▶ [Exercise details] Can you reproduce, word for word, the lines below from the one containing "If you could place a marker on the hanging" up to and including the one containing "point(367, 141)"?

▶ [Raw records]

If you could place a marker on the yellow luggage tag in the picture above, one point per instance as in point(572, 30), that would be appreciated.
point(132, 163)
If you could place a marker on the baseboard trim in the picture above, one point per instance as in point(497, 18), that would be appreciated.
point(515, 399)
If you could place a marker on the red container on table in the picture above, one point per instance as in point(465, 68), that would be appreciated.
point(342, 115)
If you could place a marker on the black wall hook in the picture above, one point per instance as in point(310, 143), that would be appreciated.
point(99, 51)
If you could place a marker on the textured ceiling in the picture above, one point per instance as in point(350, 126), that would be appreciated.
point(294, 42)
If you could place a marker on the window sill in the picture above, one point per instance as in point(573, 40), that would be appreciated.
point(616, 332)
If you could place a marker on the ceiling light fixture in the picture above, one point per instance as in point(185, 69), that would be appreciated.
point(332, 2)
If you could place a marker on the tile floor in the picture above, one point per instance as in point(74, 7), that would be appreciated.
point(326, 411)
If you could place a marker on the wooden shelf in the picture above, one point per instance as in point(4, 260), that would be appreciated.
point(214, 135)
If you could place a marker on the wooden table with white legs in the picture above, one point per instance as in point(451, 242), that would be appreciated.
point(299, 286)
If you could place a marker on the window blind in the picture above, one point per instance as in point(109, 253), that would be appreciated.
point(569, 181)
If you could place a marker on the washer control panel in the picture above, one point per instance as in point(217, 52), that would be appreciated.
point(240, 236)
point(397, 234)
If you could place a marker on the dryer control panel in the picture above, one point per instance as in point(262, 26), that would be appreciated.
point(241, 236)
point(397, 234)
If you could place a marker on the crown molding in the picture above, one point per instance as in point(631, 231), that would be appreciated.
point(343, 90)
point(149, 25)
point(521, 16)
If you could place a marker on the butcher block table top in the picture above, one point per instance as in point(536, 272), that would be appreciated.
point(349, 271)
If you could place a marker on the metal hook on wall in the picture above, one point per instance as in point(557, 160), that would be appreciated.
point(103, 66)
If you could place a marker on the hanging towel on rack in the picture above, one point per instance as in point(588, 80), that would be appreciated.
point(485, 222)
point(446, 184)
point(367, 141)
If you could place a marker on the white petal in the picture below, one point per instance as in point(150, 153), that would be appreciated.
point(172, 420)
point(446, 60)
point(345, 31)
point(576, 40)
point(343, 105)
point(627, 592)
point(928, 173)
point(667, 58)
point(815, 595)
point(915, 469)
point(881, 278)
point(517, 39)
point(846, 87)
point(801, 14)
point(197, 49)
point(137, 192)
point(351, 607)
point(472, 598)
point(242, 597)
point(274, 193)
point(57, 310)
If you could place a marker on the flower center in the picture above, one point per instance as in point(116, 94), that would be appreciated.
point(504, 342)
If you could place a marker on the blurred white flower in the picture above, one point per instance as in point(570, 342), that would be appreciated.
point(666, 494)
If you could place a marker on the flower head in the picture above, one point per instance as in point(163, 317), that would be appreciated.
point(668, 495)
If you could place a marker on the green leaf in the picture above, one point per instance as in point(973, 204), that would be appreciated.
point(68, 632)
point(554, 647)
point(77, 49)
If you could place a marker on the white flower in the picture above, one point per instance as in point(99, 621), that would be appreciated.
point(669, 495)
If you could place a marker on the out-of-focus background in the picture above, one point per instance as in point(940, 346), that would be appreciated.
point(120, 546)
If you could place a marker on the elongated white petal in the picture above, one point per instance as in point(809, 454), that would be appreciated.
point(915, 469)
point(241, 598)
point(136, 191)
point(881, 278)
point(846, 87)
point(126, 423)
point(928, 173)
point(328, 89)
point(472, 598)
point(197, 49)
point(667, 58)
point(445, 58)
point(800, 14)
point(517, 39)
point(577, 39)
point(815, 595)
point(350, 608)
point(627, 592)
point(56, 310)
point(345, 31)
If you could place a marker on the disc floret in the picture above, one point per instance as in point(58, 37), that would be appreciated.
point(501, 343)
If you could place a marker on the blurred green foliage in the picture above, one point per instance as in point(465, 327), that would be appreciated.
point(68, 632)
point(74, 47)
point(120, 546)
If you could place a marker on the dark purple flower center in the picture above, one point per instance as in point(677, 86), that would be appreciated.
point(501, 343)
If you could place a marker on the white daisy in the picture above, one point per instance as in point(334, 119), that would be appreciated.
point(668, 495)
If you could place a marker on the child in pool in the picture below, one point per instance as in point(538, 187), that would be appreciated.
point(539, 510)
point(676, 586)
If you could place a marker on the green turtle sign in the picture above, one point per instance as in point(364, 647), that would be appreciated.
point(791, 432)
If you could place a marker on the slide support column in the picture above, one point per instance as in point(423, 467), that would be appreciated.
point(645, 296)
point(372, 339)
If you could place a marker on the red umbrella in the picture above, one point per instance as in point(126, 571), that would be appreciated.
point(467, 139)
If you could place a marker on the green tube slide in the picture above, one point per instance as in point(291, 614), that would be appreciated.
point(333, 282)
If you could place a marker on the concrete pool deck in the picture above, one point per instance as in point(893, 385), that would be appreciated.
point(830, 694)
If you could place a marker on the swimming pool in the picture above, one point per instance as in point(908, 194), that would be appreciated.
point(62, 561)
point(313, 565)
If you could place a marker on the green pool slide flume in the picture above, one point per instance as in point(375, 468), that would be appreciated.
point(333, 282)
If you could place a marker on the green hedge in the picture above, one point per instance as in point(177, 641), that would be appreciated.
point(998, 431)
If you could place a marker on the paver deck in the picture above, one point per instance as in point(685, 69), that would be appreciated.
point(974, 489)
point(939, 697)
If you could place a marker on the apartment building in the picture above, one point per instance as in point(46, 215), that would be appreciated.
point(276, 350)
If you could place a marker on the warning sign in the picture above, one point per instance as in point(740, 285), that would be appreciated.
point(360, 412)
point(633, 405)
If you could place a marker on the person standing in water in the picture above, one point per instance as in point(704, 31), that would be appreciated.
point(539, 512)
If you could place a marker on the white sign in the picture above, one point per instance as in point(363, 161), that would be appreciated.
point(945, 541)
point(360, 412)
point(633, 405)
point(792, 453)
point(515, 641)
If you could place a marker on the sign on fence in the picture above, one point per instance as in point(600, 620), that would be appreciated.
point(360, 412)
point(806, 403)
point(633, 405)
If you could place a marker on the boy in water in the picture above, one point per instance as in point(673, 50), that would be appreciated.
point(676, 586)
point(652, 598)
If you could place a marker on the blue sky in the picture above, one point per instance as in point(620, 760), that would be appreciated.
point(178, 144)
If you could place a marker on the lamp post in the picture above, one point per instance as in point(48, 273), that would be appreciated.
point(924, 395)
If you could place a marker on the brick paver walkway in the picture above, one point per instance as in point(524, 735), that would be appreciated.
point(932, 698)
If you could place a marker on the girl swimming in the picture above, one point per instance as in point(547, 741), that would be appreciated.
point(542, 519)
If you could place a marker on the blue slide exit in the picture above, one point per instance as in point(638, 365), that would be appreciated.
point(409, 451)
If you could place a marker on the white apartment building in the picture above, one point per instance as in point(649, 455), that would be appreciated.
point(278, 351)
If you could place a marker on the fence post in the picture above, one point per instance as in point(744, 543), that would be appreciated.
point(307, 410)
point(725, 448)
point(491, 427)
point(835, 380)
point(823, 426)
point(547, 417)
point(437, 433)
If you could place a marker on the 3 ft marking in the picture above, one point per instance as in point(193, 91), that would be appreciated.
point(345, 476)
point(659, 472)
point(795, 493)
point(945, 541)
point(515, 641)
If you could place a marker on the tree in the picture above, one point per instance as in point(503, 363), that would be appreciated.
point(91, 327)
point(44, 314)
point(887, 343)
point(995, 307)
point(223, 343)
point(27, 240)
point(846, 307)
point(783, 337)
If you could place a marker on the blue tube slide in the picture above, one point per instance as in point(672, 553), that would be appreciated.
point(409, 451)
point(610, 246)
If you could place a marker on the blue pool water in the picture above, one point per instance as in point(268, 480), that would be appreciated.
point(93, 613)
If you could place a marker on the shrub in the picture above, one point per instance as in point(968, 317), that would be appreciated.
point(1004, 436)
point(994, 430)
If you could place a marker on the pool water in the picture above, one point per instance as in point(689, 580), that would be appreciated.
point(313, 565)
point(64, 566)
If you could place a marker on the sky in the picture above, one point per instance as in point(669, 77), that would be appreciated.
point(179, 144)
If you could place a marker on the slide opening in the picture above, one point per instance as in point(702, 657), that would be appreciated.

▶ [Output for this task]
If you could place a marker on the hanging towel on rack in the picture above, one point per instance as in point(588, 80), that would be appreciated.
point(485, 222)
point(446, 184)
point(367, 141)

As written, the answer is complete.